- Task brief -
Count the lines in the data that contain the word "weave" and give only the number.

***** Exercise data

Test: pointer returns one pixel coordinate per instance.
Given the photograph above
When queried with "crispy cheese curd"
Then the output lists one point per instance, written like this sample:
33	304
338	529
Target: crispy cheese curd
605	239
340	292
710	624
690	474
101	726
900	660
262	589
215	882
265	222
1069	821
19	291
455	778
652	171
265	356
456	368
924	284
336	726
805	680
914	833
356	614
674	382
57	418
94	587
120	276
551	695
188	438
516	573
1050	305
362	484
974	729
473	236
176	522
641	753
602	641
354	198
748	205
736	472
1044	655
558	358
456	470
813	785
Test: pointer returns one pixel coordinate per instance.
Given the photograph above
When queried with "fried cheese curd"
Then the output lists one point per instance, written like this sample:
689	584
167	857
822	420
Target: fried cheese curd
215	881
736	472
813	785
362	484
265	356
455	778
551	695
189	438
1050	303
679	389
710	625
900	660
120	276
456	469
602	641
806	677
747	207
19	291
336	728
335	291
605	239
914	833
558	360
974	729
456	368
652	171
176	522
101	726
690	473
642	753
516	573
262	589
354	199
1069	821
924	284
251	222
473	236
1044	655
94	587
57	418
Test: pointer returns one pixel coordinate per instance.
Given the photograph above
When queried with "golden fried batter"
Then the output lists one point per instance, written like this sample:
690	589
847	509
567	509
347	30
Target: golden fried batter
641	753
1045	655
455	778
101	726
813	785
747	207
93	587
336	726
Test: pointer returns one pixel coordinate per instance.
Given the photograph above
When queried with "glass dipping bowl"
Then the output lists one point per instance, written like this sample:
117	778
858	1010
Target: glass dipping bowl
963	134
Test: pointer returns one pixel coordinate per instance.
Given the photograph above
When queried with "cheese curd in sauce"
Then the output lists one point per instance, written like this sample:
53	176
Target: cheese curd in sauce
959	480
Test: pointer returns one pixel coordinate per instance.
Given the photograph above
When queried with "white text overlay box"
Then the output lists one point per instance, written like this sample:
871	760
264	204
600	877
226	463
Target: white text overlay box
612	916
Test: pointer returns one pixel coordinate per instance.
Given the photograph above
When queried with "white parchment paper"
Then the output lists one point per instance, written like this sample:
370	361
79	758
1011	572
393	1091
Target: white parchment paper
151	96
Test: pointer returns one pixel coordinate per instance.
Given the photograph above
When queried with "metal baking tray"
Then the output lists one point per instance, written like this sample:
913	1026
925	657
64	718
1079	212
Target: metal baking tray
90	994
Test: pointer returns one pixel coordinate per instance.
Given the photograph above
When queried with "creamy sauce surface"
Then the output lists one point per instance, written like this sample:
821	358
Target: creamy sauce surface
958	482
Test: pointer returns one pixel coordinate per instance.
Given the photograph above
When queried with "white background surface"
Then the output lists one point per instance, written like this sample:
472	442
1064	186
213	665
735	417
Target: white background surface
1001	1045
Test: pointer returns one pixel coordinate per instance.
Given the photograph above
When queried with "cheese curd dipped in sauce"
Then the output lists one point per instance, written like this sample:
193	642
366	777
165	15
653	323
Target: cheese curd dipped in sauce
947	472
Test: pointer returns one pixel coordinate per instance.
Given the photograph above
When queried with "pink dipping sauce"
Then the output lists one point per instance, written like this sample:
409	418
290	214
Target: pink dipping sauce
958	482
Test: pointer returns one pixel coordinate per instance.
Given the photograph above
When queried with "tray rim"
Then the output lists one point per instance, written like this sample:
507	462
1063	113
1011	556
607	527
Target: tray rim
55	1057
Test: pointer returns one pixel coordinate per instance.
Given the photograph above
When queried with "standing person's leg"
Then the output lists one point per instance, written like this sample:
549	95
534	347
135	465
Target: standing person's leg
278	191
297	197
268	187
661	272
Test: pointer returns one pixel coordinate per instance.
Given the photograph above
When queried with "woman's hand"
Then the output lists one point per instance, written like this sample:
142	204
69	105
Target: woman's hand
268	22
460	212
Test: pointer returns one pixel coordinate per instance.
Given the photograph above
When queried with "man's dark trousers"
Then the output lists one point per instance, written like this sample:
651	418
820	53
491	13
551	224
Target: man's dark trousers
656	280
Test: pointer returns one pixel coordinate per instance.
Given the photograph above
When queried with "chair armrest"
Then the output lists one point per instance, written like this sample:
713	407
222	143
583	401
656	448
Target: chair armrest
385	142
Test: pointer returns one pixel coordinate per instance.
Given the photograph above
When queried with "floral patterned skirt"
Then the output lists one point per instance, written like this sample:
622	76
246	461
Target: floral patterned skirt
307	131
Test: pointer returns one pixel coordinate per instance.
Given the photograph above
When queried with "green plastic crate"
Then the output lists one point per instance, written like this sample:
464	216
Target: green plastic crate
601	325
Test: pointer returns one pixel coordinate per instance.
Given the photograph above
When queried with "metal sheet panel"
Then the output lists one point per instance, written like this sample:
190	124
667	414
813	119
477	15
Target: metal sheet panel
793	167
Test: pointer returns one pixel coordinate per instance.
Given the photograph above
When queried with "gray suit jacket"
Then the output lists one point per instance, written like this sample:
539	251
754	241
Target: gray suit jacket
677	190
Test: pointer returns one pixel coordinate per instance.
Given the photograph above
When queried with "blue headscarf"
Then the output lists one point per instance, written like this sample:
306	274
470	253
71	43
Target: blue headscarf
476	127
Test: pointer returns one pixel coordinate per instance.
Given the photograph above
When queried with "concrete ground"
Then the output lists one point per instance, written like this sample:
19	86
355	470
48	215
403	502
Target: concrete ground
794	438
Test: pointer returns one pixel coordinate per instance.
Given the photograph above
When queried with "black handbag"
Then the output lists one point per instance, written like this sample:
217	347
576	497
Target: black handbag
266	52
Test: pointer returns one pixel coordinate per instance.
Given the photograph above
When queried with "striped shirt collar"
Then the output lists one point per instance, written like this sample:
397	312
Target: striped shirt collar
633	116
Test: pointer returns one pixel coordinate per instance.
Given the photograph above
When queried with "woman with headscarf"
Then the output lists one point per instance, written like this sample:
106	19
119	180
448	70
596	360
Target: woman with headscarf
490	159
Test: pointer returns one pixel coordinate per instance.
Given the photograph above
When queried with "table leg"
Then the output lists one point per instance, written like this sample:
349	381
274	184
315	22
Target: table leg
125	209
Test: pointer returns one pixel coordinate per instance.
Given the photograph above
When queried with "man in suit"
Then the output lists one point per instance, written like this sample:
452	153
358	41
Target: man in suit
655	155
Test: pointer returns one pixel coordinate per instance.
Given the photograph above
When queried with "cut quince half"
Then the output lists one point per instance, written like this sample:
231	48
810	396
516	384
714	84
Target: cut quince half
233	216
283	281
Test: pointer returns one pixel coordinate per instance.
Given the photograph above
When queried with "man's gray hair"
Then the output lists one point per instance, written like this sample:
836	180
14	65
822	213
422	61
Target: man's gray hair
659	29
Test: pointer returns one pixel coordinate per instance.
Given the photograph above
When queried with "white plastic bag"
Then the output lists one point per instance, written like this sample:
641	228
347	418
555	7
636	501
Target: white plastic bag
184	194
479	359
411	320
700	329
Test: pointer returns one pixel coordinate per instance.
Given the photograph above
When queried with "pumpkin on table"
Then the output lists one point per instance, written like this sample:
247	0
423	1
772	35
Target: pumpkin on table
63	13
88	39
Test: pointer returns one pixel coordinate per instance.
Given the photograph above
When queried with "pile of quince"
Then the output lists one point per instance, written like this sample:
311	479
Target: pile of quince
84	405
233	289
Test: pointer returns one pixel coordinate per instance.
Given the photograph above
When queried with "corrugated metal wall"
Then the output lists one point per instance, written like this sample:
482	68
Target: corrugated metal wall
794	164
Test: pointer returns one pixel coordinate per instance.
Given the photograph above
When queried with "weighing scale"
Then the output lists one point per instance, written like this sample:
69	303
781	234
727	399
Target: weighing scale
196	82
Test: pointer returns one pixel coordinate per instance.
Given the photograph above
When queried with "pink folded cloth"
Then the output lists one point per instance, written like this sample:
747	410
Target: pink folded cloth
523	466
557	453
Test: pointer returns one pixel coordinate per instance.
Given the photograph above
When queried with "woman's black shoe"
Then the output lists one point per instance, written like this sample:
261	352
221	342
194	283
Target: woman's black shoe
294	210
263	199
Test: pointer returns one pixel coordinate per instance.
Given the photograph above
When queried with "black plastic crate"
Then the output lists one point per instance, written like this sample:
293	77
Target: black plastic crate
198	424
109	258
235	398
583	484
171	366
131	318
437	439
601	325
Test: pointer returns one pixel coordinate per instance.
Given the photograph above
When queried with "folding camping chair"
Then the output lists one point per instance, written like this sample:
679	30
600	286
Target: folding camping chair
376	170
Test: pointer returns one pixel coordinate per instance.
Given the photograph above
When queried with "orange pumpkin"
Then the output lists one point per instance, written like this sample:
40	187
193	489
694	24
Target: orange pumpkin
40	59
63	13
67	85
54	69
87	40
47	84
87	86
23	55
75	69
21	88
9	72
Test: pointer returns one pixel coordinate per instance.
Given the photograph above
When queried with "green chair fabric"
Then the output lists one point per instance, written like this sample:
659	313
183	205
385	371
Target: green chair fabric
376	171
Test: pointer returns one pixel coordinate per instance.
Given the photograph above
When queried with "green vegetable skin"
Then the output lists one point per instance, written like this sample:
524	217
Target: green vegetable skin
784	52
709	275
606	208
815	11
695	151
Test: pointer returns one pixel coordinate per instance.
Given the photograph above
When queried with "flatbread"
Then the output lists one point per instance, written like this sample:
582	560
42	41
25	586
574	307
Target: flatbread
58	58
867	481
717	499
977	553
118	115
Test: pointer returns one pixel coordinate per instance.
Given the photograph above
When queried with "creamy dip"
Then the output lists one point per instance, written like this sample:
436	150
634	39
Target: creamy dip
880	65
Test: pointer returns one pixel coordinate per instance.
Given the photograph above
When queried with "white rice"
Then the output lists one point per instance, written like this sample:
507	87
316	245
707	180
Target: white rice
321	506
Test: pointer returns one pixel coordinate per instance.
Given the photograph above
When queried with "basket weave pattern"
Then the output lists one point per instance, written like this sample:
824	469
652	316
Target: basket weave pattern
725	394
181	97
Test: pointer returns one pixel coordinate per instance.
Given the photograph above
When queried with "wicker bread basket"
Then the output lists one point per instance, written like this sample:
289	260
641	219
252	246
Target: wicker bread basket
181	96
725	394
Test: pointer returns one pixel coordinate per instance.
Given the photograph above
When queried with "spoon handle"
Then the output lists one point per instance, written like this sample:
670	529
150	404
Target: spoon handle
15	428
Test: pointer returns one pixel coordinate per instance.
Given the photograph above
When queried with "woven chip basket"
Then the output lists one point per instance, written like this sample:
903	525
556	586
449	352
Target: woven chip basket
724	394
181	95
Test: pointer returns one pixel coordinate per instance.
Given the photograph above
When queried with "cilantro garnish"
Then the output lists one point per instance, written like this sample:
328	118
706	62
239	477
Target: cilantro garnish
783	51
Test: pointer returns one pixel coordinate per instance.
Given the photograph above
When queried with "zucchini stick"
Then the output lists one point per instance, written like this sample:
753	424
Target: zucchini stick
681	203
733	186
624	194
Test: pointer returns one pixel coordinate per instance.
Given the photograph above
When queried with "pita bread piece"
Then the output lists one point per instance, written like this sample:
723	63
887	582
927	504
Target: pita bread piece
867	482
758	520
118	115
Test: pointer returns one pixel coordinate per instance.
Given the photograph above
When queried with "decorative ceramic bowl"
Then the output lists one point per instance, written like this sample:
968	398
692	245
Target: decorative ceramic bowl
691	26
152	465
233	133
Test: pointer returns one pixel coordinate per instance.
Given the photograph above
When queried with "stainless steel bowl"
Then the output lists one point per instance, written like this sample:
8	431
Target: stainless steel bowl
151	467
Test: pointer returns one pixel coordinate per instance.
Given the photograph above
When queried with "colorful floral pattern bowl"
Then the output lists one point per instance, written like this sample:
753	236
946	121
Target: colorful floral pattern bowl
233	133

**********

- Exercise solution -
2